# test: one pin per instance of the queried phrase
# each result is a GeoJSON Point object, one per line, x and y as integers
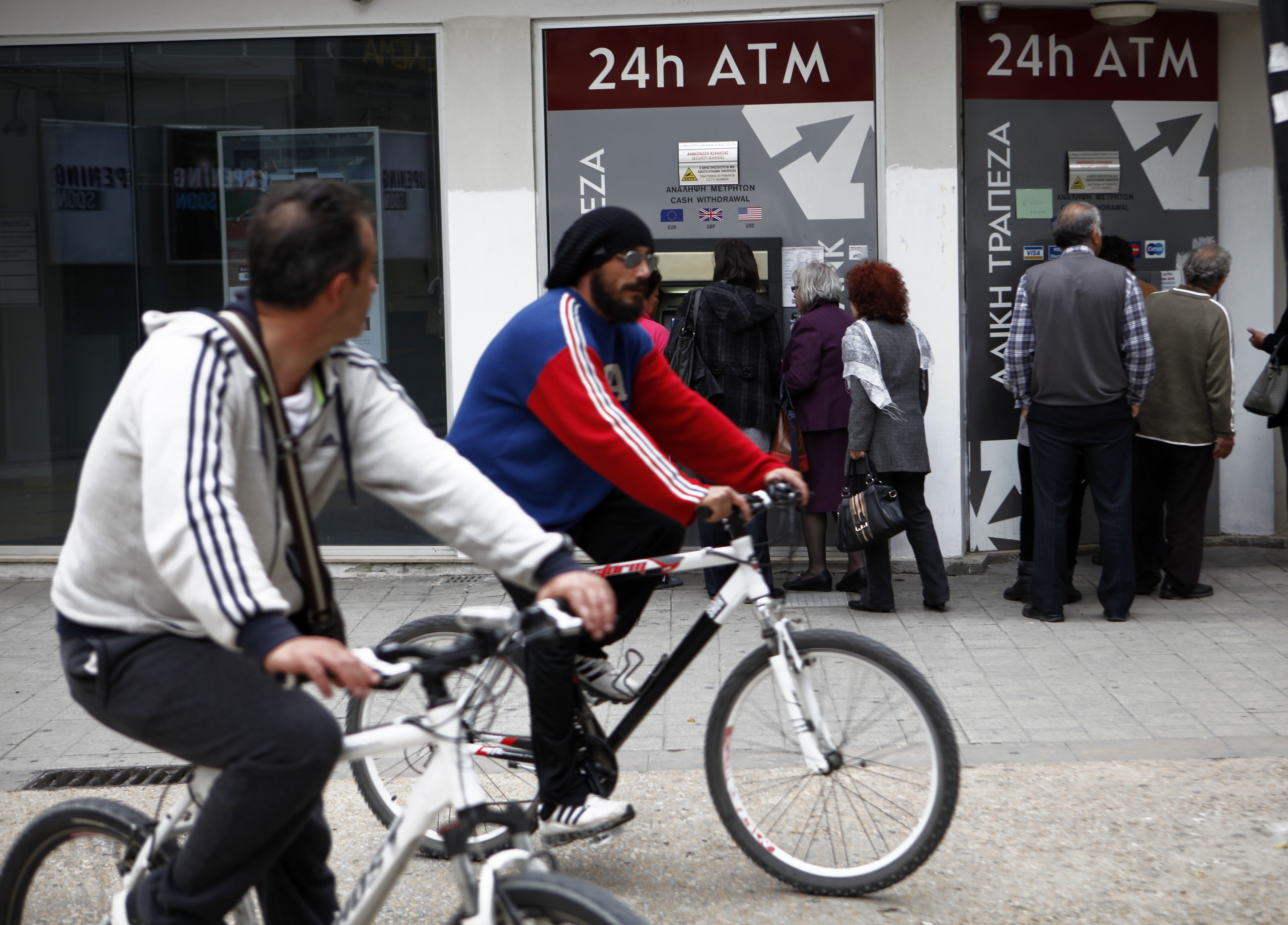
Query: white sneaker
{"type": "Point", "coordinates": [596, 816]}
{"type": "Point", "coordinates": [603, 681]}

- - - - - - -

Copy every line of the items above verbatim, leaving out the pictures.

**Result of this exercise:**
# test: one pin per instance of the queried phrase
# each result is a GeoJSON Point object, one per line, x and y as integers
Query: white sneaker
{"type": "Point", "coordinates": [596, 816]}
{"type": "Point", "coordinates": [603, 681]}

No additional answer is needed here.